TAREA ASIGNADA A - Reescribe las líneas del listado desde la que contiene "the fence post" hasta el final del listado, sustituyendo "grass lawn" por "green turf" y sin cambiar nada más.

Así, ya no hay mucho
que decir, a partir del momento en que nuestro amigo lector ha adquirido el anhelado
privilegio de no ser molestado, de repantingarse con evidente placer en su suave
sillón de terciopelo verde para bucear en la lectura. Quiero decir, no hay
mucho que decir de ese plano del relato. Todo cabe enunciarse así: está
leyendo. Ahora les hablo de lo que lee. Entonces, como si hiciéramos un zoom
a las páginas del libro (¿acaso encuadernado con tapas verdes?) la imagen
cambia a la historia leída. Una mujer y un hombre, amantes, se
encuentran, en un lugar secreto. Decididos a cometer un asesinato, seguramente
el del marido de ella. Todo está preparado, saben que habrán de separarse, para
cumplir cada uno con su cometido, sea la ejecución del acto nefando o la
fabricación de un trampantojo de coartadas y encubrimientos. Él, el
amante (todo el mundo es anónimo en este cuento, y por eso todo el mundo es
nosotros) empieza a recorrer su camino, en busca de la casa. Todo se cumple
como estaba previsto. Los perros no ladran, el mayordomo no está. Se acerca
sigiloso, por la espalda, a su víctima, que lee, ajeno a todo, confortablemente
instalado en un sillón de terciopelo verde. Su víctima, que lee un libro en el
que un asesino se acerca a alguien que está leyendo. Que está leyendo una
novela en la que un asesino se acerca a alguien que está leyendo. Que está… et
voilà, estimado público, la mise-en-abyme.
11.
Si sólo fuera por su
alucinante economía, por la certeza de su procedimiento, por la limpidez de su
geometría, el relato ya sería memorable. Pero hay algo más, algo que va calando
cuando uno lo lee una y otra vez, sobre todo si lo lee según van pasando los
años, si ya han pasado más de cuarenta años entre aquella primera vez y la de
ahora mismo. La mise-en-abyme, como toda mise-en-abyme que se
precie, es infinita. Y por lo tanto, se desborda. Contamina nuestro espacio,
nuestro tiempo, nos engulle. Y en ese engullirnos se refleja una vez más, y
genera nuevos vástagos, que nos incluyen y en ese vértigo es, por supuesto, dulce
naufragar. Veamos, si no. Primera vuelta de tuerca. Imagínense leyendo
algo, un cuento, cualquier cosa. Imaginen, si no, que están paseando, o
trabajando, o escuchando música. ¿Se acuerdan (no me digan que no) de esas sincronicidades,
de ese extraño anudar de la cronología, que tantas veces acontece? Sí, estaba
justo leyendo eso cuando apareció… hablaban de él por la radio y entonces… esta
misma mañana alguien me ha dicho exactamente lo mismo… he soñado con esto esta
noche. Apúntenlo. Si al final de todo esto sale una teoría habrá que tenerlo en
cuenta. Quiero decir, que Continuidad de los parques se deja también
leer de un modo perfectamente inocente pero igualmente abismal: simplemente es
una casualidad. La siguiente frase podría ser: Sonrió, porque justamente
en la novela había un personaje que estaba leyendo como él, en una butaca de
terciopelo verde. Qué curioso, dijo, y cerró el libro. Se había hecho ya tarde
y tenía que cenar.

TAREA ASIGNADA B - Según el fragmento citado, ¿de qué material y color es el sillón en el que se sienta el lector?

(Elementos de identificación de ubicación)
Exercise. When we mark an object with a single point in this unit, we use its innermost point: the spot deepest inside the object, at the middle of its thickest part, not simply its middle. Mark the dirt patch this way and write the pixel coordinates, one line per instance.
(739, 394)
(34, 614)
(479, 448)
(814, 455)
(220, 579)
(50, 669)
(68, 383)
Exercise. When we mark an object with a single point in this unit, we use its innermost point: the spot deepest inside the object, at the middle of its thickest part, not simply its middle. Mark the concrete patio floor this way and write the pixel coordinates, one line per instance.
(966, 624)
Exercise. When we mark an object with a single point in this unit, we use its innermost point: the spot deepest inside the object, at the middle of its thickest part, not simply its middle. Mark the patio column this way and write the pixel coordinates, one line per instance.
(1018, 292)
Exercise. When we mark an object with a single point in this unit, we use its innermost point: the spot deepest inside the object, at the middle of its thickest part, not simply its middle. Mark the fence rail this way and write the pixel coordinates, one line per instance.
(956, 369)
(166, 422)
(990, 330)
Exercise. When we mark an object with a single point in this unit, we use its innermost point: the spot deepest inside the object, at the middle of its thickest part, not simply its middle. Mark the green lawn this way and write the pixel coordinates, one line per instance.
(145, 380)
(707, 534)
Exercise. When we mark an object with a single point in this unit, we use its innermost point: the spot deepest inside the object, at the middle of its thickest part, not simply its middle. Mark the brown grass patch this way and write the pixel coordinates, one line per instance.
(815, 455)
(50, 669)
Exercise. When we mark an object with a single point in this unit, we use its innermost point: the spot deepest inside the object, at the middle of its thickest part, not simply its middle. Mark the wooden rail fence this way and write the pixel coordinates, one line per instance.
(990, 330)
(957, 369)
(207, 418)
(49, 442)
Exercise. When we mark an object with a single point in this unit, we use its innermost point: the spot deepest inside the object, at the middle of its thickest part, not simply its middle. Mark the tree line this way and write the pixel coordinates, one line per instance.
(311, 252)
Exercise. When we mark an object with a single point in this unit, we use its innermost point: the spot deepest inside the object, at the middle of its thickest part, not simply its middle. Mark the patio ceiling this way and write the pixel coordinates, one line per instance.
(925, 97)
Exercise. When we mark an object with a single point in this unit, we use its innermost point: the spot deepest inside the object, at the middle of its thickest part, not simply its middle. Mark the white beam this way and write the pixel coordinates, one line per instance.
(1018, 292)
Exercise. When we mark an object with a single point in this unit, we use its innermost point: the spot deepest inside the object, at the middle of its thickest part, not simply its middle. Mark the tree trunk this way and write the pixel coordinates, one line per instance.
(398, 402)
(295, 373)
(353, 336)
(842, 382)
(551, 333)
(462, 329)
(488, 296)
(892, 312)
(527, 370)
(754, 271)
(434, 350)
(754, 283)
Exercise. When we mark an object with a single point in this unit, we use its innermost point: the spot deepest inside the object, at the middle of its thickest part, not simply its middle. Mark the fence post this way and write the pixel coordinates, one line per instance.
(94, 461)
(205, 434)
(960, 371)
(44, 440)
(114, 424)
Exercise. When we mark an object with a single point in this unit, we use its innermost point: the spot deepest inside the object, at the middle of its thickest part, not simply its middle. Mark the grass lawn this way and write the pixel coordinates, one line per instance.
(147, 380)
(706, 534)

SOLUCIÓN A -
Exercise. When we mark an object with a single point in this unit, we use its innermost point: the spot deepest inside the object, at the middle of its thickest part, not simply its middle. Mark the fence post this way and write the pixel coordinates, one line per instance.
(94, 461)
(205, 434)
(960, 371)
(44, 440)
(114, 424)
Exercise. When we mark an object with a single point in this unit, we use its innermost point: the spot deepest inside the object, at the middle of its thickest part, not simply its middle. Mark the green turf this way and write the pixel coordinates, one line per instance.
(147, 380)
(706, 534)

SOLUCIÓN B - Es un sillón de terciopelo verde.